**What is required:** Exact transcription begins at the first line of the material below and ends with the line holding "Tag every instance of the red baseball"; pictures are skipped.

**Material provided:**
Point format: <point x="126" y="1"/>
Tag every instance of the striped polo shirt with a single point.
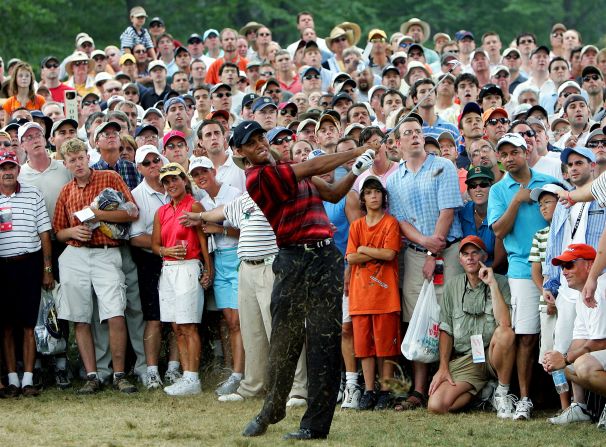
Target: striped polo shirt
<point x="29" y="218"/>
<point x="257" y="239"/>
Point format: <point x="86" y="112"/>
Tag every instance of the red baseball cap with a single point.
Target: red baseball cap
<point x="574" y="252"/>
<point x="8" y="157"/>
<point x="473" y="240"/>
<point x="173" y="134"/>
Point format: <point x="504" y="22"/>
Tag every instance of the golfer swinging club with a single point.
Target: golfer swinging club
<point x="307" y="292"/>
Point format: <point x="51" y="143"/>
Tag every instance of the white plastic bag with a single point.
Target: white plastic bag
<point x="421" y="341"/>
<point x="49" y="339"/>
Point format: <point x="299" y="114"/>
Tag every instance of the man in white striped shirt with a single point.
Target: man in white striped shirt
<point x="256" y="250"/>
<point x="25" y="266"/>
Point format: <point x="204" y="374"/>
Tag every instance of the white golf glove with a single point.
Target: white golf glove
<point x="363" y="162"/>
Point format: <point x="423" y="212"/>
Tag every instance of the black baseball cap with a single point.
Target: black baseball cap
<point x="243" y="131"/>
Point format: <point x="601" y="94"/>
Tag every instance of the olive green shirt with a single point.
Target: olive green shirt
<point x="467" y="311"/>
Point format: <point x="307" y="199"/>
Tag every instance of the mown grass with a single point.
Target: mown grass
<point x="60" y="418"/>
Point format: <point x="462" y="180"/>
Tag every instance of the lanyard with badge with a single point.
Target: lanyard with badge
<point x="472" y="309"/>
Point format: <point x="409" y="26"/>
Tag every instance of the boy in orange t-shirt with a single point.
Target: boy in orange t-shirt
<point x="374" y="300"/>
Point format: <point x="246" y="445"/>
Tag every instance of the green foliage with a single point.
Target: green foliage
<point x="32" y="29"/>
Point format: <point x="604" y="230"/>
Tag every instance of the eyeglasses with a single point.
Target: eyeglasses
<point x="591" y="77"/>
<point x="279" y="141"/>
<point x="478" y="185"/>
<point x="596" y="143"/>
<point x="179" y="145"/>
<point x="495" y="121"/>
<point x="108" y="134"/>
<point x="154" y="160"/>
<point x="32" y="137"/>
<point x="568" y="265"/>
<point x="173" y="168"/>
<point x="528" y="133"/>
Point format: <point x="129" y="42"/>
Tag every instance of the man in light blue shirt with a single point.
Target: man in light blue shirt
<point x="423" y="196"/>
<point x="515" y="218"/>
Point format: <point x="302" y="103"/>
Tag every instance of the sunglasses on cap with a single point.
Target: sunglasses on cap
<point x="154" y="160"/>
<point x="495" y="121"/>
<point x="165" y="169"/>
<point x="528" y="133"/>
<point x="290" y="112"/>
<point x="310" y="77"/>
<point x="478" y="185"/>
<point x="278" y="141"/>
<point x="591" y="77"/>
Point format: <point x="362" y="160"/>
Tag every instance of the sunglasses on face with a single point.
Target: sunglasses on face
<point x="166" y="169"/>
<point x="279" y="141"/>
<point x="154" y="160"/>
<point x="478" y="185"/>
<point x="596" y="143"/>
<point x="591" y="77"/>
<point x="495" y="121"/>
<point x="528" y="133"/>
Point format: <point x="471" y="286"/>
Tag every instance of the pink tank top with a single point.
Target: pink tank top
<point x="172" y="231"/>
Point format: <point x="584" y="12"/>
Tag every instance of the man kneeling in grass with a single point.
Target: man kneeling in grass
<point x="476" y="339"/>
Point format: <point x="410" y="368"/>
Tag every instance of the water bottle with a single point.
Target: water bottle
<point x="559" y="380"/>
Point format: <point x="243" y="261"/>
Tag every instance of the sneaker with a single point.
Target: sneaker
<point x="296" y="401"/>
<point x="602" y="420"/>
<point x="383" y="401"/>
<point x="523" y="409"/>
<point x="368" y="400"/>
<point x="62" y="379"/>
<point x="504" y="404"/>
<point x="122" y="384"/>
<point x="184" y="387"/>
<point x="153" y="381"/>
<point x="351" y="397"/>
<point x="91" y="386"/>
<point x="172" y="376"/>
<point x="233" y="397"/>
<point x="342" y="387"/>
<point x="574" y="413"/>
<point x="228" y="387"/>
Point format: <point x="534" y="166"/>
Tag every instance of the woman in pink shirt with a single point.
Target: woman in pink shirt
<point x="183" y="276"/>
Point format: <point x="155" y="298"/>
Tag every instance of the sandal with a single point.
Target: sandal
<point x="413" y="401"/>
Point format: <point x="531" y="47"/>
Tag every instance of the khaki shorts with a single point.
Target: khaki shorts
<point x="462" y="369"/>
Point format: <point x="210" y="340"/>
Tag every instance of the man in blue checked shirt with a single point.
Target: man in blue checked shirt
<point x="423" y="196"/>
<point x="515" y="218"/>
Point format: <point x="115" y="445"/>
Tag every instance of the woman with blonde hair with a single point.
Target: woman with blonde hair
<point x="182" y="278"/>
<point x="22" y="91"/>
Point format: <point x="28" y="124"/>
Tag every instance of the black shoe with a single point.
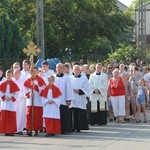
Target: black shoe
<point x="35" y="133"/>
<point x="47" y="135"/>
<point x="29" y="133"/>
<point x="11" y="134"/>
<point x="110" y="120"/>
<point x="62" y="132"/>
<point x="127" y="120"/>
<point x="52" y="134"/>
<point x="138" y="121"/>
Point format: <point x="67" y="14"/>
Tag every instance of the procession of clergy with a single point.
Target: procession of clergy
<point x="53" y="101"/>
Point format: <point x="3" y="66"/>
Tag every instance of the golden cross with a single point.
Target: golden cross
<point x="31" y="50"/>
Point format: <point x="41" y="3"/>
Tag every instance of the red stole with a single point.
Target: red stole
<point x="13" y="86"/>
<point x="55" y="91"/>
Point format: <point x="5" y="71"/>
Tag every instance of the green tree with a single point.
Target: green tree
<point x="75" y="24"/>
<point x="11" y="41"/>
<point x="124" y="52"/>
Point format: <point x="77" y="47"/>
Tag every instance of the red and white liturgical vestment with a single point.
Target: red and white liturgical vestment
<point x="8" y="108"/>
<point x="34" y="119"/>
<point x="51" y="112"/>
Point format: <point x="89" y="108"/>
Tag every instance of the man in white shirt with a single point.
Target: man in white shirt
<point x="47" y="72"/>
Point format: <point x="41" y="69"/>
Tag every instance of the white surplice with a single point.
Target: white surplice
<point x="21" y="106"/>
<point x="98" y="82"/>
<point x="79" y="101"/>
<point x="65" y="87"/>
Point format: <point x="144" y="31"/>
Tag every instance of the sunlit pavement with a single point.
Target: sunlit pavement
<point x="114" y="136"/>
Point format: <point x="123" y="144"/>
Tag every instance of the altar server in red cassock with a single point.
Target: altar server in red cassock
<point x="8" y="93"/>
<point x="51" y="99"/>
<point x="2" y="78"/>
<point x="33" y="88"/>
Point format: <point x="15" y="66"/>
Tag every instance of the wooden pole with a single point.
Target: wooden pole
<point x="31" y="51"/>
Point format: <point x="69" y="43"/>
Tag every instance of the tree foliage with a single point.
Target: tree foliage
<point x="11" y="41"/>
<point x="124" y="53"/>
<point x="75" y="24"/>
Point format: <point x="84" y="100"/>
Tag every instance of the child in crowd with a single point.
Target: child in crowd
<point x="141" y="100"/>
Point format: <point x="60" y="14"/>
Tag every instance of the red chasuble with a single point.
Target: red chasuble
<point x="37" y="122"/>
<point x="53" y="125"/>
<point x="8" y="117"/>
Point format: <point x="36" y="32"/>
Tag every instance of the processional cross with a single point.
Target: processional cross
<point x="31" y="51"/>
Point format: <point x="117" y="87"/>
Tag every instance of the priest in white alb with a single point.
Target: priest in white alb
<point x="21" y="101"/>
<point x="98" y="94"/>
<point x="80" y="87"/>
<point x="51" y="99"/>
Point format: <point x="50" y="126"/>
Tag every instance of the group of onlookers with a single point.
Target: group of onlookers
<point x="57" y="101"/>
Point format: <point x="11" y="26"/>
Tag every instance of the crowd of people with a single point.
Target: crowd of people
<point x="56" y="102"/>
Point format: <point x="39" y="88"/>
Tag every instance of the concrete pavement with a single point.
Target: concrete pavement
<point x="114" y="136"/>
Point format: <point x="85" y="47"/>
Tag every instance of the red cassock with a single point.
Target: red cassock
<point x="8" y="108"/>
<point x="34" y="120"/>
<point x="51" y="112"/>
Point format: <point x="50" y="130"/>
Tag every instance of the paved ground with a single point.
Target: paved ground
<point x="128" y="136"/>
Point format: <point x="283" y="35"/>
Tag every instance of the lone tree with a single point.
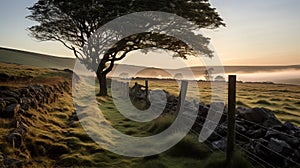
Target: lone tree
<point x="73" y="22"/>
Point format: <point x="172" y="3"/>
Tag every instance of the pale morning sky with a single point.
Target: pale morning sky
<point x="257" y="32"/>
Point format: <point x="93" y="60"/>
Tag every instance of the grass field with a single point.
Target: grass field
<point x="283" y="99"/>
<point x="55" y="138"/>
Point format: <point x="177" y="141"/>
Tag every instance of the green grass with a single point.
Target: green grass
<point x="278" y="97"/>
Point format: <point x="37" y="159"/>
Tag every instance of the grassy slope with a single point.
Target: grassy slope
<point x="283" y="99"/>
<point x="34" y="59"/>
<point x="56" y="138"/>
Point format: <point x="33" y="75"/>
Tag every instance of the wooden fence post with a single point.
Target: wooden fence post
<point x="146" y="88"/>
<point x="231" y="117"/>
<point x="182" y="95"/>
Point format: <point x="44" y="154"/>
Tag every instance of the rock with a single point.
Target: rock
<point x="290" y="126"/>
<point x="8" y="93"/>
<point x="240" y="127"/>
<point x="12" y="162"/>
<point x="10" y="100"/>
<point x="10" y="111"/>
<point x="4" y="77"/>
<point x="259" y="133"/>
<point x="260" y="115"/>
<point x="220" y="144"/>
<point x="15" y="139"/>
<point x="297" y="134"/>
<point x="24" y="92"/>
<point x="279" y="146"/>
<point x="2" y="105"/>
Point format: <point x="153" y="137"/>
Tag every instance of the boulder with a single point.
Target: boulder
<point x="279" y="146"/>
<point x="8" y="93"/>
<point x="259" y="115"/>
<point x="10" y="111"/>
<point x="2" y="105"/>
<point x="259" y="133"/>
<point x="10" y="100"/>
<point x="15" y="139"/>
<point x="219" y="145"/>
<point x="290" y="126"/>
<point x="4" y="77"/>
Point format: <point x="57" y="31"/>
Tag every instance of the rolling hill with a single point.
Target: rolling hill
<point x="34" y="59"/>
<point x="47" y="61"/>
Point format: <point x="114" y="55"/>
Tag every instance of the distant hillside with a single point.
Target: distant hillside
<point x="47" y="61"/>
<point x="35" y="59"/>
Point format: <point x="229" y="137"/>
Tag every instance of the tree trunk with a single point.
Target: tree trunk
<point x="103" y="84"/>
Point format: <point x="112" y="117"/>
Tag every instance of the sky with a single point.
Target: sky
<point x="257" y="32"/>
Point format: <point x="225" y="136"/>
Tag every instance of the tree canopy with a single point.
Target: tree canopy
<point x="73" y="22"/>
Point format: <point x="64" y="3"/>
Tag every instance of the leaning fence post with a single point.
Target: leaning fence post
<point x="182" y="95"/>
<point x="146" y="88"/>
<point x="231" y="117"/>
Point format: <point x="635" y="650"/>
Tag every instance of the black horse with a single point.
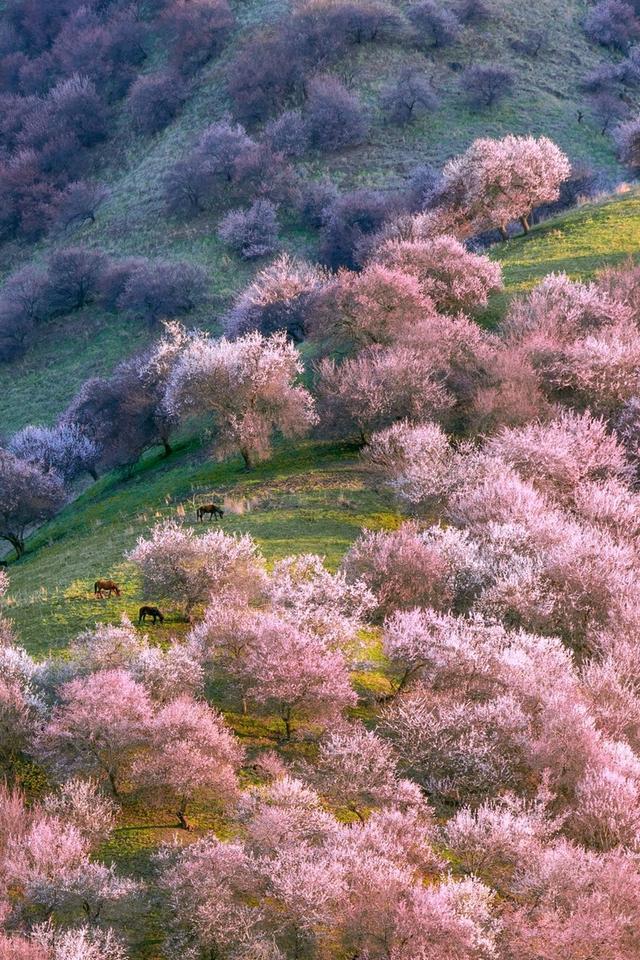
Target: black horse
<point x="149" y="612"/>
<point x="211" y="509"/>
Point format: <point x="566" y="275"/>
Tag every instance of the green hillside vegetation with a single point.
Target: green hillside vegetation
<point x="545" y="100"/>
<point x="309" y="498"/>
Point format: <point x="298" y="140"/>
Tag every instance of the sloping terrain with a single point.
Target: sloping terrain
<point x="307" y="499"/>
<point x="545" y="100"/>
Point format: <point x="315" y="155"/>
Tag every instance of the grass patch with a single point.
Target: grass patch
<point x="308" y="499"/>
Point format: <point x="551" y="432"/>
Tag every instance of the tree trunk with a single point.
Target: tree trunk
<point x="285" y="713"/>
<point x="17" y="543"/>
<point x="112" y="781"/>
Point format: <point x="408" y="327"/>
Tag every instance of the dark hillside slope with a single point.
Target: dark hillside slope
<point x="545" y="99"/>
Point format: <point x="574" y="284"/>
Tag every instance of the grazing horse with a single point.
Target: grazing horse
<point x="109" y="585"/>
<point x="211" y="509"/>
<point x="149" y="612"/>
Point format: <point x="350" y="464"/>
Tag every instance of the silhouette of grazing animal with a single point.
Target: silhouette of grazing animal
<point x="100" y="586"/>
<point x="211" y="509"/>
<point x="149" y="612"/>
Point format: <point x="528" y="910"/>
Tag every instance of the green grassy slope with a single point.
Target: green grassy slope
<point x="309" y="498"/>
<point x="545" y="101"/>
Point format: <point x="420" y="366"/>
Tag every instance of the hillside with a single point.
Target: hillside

**Solution:**
Point format: <point x="126" y="1"/>
Tag every instance of the striped polo shirt with a single point.
Target: striped polo shirt
<point x="29" y="218"/>
<point x="257" y="239"/>
Point format: <point x="86" y="112"/>
Tag every instance of the red baseball cap with a single point.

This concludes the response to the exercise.